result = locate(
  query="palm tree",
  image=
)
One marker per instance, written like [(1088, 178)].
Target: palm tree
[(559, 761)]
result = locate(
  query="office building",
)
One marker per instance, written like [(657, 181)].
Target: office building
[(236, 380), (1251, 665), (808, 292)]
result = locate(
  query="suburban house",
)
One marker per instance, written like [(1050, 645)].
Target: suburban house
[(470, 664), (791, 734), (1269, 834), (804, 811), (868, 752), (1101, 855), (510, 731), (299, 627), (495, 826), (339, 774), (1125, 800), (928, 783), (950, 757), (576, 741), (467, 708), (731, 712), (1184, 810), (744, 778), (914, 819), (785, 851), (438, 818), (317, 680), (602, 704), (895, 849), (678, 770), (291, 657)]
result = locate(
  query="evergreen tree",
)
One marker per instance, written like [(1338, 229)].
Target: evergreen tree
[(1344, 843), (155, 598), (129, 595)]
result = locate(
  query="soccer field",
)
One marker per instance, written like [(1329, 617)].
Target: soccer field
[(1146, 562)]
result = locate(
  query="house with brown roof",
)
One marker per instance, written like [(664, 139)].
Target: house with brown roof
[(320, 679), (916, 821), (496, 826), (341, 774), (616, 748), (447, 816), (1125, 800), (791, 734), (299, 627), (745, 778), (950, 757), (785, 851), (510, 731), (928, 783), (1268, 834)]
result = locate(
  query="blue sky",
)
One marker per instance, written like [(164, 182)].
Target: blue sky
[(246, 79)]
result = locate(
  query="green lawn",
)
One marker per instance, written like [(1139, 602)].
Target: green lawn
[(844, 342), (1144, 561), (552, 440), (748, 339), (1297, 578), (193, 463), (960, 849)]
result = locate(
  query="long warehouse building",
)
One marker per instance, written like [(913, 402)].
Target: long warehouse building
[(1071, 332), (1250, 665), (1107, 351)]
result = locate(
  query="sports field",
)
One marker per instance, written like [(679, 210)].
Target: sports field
────────────────────
* **Polecenie**: Przepisz, proszę, fragment wykazu od jego pierwszego wiersza do wiersza zawierającego „[(236, 380), (1251, 665), (808, 292)]” włącznie. Każdą liczbę we współrzędnych odpowiedzi przesuń o +130, a pozostałe wiersze zostaw bez zmian.

* **Pełny wynik**:
result = locate(
  query="palm tree",
  image=
)
One marker per instance, written like [(1088, 178)].
Target: palm tree
[(689, 891)]
result = locate(
  query="office building",
)
One marker per instance, written like [(657, 181)].
Target: office building
[(366, 510), (1381, 795), (938, 422)]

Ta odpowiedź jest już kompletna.